_Referring expression pointing data_

◇ ◇ ◇ ◇

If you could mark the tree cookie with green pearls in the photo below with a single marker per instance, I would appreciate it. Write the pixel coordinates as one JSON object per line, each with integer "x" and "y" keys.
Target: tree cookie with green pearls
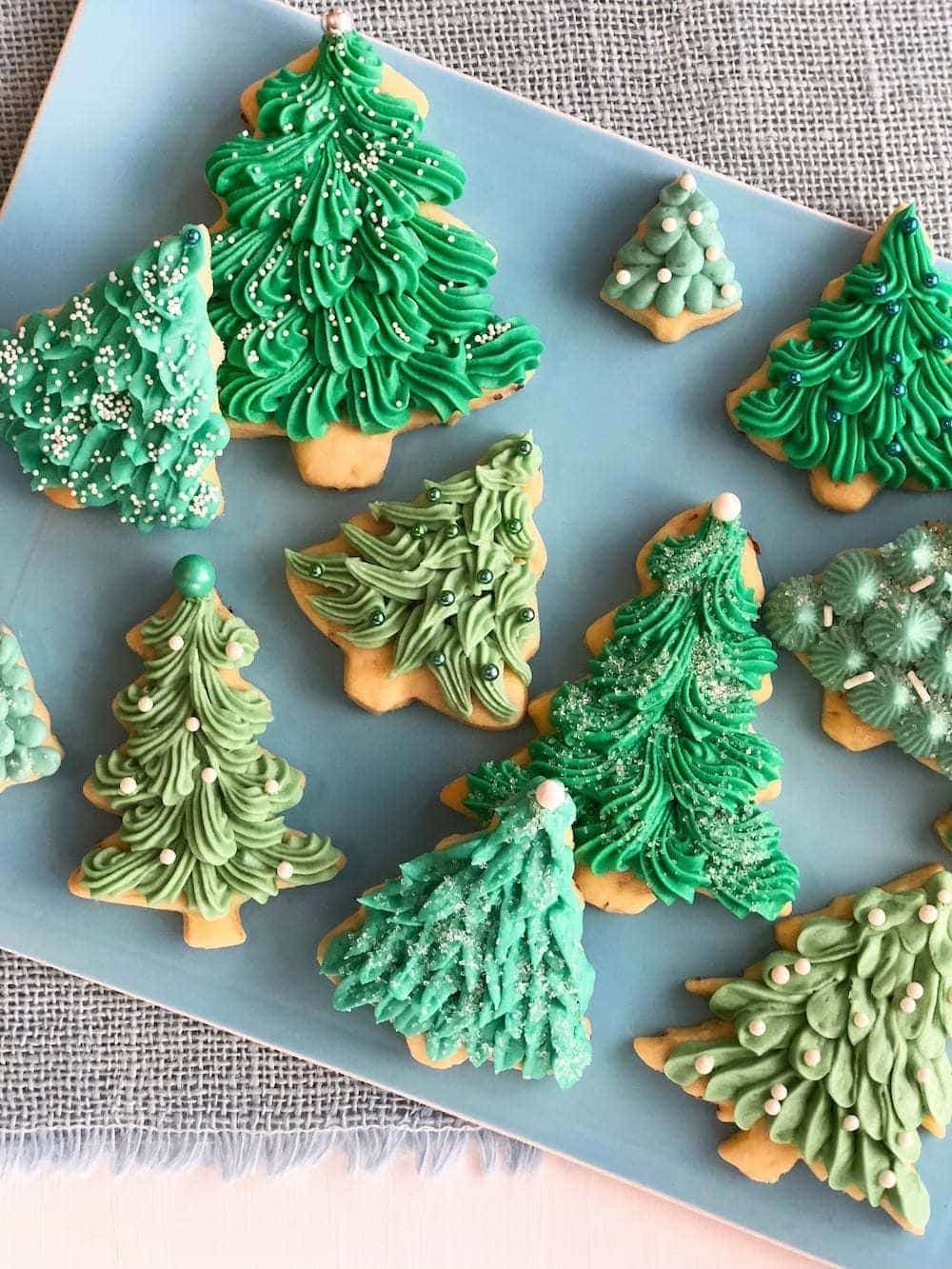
{"x": 875, "y": 627}
{"x": 350, "y": 304}
{"x": 202, "y": 803}
{"x": 833, "y": 1050}
{"x": 860, "y": 395}
{"x": 434, "y": 601}
{"x": 673, "y": 274}
{"x": 29, "y": 747}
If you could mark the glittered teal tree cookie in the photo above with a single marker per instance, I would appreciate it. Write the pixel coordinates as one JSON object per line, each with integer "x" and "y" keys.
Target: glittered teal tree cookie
{"x": 475, "y": 951}
{"x": 434, "y": 601}
{"x": 202, "y": 803}
{"x": 110, "y": 399}
{"x": 655, "y": 744}
{"x": 673, "y": 275}
{"x": 875, "y": 627}
{"x": 833, "y": 1048}
{"x": 860, "y": 393}
{"x": 29, "y": 747}
{"x": 350, "y": 304}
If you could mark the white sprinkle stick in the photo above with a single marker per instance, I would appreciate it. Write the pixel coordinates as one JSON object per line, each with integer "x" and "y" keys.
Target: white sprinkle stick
{"x": 859, "y": 681}
{"x": 920, "y": 686}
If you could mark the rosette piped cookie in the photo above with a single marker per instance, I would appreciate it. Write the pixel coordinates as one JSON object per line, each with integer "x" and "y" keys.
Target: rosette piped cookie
{"x": 875, "y": 627}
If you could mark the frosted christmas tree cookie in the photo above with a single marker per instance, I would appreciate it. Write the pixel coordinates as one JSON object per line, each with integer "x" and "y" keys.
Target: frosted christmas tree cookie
{"x": 29, "y": 747}
{"x": 202, "y": 803}
{"x": 655, "y": 744}
{"x": 474, "y": 953}
{"x": 875, "y": 627}
{"x": 434, "y": 601}
{"x": 110, "y": 399}
{"x": 860, "y": 395}
{"x": 833, "y": 1048}
{"x": 350, "y": 304}
{"x": 673, "y": 275}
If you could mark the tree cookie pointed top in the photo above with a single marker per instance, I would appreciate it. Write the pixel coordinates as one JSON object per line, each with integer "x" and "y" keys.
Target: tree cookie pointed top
{"x": 673, "y": 275}
{"x": 860, "y": 393}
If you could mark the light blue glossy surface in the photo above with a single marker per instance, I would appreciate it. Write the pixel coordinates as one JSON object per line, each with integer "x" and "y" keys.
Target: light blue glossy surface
{"x": 632, "y": 431}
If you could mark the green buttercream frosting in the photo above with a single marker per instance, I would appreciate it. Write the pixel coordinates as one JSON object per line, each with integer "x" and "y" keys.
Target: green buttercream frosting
{"x": 480, "y": 945}
{"x": 334, "y": 296}
{"x": 859, "y": 1070}
{"x": 192, "y": 782}
{"x": 448, "y": 586}
{"x": 25, "y": 754}
{"x": 112, "y": 397}
{"x": 655, "y": 744}
{"x": 870, "y": 388}
{"x": 681, "y": 236}
{"x": 890, "y": 616}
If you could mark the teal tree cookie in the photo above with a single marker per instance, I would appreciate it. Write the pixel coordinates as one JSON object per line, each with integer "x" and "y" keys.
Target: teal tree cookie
{"x": 350, "y": 305}
{"x": 861, "y": 392}
{"x": 434, "y": 599}
{"x": 655, "y": 744}
{"x": 29, "y": 749}
{"x": 833, "y": 1048}
{"x": 475, "y": 951}
{"x": 202, "y": 803}
{"x": 876, "y": 629}
{"x": 673, "y": 275}
{"x": 110, "y": 400}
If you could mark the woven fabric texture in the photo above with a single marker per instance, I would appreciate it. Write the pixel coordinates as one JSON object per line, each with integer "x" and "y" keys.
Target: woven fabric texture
{"x": 842, "y": 104}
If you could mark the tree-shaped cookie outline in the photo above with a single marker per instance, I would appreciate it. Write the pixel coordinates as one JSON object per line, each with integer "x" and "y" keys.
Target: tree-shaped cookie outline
{"x": 798, "y": 362}
{"x": 345, "y": 456}
{"x": 178, "y": 814}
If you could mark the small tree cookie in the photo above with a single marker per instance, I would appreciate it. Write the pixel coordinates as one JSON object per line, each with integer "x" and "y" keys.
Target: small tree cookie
{"x": 833, "y": 1050}
{"x": 202, "y": 803}
{"x": 475, "y": 951}
{"x": 110, "y": 399}
{"x": 672, "y": 275}
{"x": 657, "y": 745}
{"x": 875, "y": 627}
{"x": 860, "y": 393}
{"x": 434, "y": 601}
{"x": 29, "y": 747}
{"x": 350, "y": 304}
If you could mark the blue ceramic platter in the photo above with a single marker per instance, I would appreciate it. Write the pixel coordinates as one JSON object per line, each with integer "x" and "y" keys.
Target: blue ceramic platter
{"x": 632, "y": 431}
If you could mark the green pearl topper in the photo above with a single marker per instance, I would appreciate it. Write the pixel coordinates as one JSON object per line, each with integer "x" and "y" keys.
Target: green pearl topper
{"x": 876, "y": 629}
{"x": 341, "y": 292}
{"x": 834, "y": 1047}
{"x": 110, "y": 400}
{"x": 446, "y": 585}
{"x": 863, "y": 391}
{"x": 476, "y": 947}
{"x": 201, "y": 803}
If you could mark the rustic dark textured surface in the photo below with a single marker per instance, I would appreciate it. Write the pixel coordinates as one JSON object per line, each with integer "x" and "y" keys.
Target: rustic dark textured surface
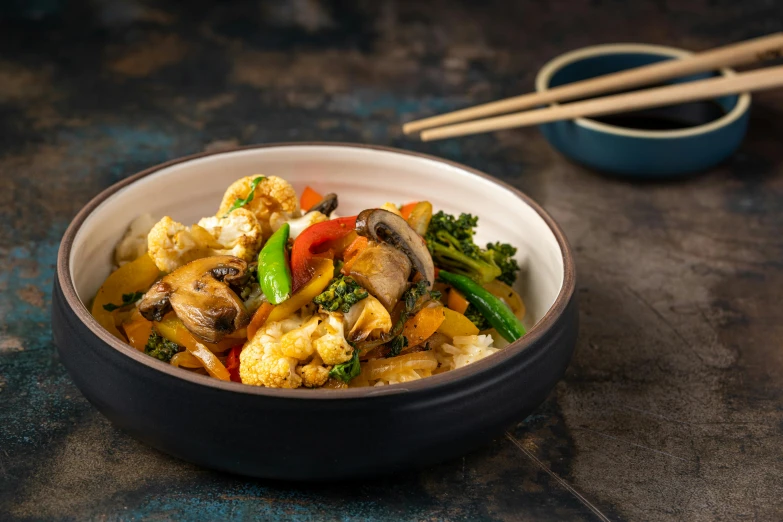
{"x": 672, "y": 408}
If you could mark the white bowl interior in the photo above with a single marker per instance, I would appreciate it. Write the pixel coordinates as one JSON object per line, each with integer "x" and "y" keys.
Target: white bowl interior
{"x": 361, "y": 177}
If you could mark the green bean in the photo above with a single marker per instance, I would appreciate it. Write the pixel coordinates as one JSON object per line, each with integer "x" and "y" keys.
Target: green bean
{"x": 274, "y": 276}
{"x": 493, "y": 309}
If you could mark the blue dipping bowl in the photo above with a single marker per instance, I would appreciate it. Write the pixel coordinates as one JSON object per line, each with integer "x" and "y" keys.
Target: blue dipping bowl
{"x": 634, "y": 152}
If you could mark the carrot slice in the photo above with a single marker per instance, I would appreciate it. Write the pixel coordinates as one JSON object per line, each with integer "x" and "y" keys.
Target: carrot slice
{"x": 407, "y": 209}
{"x": 352, "y": 252}
{"x": 309, "y": 199}
{"x": 457, "y": 301}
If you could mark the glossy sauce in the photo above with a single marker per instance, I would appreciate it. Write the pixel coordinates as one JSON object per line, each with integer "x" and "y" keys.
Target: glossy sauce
{"x": 674, "y": 117}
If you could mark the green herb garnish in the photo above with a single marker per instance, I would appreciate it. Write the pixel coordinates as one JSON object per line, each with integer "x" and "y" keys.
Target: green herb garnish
{"x": 127, "y": 300}
{"x": 161, "y": 348}
{"x": 347, "y": 370}
{"x": 239, "y": 202}
{"x": 341, "y": 294}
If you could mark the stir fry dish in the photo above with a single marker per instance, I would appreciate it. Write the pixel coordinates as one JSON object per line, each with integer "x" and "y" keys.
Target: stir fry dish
{"x": 277, "y": 290}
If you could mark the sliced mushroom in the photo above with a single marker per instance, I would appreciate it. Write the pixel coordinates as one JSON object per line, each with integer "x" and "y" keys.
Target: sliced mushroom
{"x": 383, "y": 271}
{"x": 384, "y": 226}
{"x": 200, "y": 295}
{"x": 326, "y": 206}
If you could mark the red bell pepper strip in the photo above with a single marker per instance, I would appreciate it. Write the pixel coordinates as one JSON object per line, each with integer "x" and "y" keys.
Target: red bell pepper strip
{"x": 306, "y": 246}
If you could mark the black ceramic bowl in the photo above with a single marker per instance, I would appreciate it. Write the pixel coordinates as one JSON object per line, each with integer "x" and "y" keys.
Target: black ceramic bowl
{"x": 316, "y": 434}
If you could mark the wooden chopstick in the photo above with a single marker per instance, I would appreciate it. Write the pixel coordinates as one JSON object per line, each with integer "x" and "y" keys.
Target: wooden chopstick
{"x": 757, "y": 49}
{"x": 757, "y": 80}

◇ ◇ ◇ ◇

_Work request_
Copy only this part of the entries above: the line with "Target: sliced mushroom", the line with "If you could mark the black", and the lines between, all exactly as written.

_Solved exercise_
Target: sliced mushroom
{"x": 383, "y": 271}
{"x": 384, "y": 226}
{"x": 200, "y": 295}
{"x": 326, "y": 206}
If you could mark the red bell pepper strip in the photo above with a single marker per instance, I would appreciate it. Write the pixel coordinates as one JSON object per line, each with integer "x" and "y" keys.
Target: red bell pepper strip
{"x": 306, "y": 246}
If you could mark the black ceramic bowl in the photo above with a single marker per instance, I would appreciate it. Write the pixel coordinates as one JSON object per line, each with integer "x" and "y" keys.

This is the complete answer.